_Provided data:_
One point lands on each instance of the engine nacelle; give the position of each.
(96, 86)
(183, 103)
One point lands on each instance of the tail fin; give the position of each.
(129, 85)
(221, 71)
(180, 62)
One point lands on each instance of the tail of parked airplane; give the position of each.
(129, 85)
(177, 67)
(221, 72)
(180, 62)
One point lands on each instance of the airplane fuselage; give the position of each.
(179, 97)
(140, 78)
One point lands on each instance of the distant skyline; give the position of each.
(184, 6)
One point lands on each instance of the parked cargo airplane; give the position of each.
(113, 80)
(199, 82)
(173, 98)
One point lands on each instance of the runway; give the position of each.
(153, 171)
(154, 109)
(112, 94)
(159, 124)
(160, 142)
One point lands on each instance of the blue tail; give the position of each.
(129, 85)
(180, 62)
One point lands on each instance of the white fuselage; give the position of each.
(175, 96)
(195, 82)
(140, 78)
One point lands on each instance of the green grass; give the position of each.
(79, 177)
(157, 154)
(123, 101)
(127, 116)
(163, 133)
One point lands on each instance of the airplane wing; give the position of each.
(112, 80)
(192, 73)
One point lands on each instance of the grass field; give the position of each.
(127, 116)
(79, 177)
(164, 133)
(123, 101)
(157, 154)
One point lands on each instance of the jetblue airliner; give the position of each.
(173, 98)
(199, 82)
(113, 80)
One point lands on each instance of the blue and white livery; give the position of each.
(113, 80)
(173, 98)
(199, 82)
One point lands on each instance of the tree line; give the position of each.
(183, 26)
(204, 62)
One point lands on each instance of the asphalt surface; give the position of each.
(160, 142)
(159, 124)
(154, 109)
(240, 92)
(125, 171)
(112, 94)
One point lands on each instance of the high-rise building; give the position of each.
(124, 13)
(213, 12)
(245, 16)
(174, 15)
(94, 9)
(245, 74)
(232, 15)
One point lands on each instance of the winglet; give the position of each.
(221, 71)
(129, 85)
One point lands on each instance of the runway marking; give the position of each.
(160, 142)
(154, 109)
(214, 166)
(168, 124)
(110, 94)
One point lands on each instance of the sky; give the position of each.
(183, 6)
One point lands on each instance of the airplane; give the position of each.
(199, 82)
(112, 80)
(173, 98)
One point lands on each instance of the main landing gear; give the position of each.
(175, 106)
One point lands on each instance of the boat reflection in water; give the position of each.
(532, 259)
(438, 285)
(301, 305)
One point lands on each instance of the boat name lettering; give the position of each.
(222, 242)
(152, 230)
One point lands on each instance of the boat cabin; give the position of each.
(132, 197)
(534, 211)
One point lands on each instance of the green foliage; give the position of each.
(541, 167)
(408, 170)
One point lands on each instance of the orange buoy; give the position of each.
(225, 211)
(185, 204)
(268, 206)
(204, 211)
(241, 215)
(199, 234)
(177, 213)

_Exercise prompt:_ Rewrite all of the data above, replacing every "position" with "location" and leaving everything else unchanged.

_Worked solution:_
One point lands on each instance of the engine nacelle; give the location of each.
(96, 86)
(183, 103)
One point lands on each instance of the tail fin; give the location of each.
(129, 85)
(221, 71)
(180, 62)
One point lands on each instance of the tail of parked airplane; give the location of each.
(129, 85)
(177, 67)
(221, 72)
(180, 62)
One point lands on each instance of the airplane fuselage; give the location of each.
(179, 97)
(140, 78)
One point lands on each instance of the distant skyline; give the location of each.
(184, 6)
One point lands on each instance of the parked cargo airplane; give the location of each.
(113, 80)
(199, 82)
(173, 98)
One point lands on each instance of the runway; give the location of each.
(153, 171)
(154, 109)
(112, 94)
(159, 124)
(160, 142)
One point lands on each instance of the blue tail; give the location of each.
(129, 85)
(180, 62)
One point lands on each instance of the white fuselage; give the location of each.
(175, 96)
(195, 82)
(140, 78)
One point lands on each instance of the green grass; give the location of each.
(79, 177)
(157, 154)
(123, 101)
(127, 116)
(163, 133)
One point lands on each instance of the airplane wing; give the location of each.
(112, 80)
(192, 73)
One point lands on each instance of the grass field; give the location of each.
(127, 116)
(79, 177)
(164, 133)
(123, 101)
(157, 154)
One point lands on each instance of the jetblue airliner; give the location of each.
(173, 98)
(199, 82)
(113, 80)
One point lands on each instance of the blue and white livery; give the location of each.
(113, 80)
(173, 98)
(199, 82)
One point lands on each instance of the tree line; give the location of each.
(183, 26)
(204, 62)
One point lands on each instance of the asphalt surface; give the location of each.
(160, 142)
(159, 124)
(154, 109)
(240, 92)
(125, 171)
(112, 94)
One point lands on each instance of the high-rise building; give the location of each.
(124, 13)
(213, 12)
(245, 16)
(174, 15)
(94, 9)
(245, 74)
(232, 15)
One point lands on each instance of the winglet; give the location of each.
(221, 71)
(129, 85)
One point lands on each instance of the runway marking; give the location of each.
(160, 142)
(154, 109)
(214, 166)
(168, 124)
(110, 94)
One point lands on each instance of the sky; give the location of each.
(183, 6)
One point lands on each instance of the airplane; give the location of each.
(199, 82)
(112, 80)
(173, 98)
One point lands on each instance of the main landing gear; give the location of each.
(175, 106)
One point lands on each instance of the boat reflection in water; give the location of each.
(532, 259)
(438, 285)
(301, 305)
One point lands on each instance of the boat name lettering; give the location of each.
(222, 242)
(152, 230)
One point lands on each instance of the boat cabin; give the location of each.
(132, 197)
(534, 211)
One point lands on each instance of the green foliage; give the location of each.
(541, 167)
(408, 170)
One point lands on each instance of the orange buoy; give the location of each.
(225, 211)
(185, 204)
(268, 206)
(204, 211)
(241, 215)
(199, 234)
(177, 213)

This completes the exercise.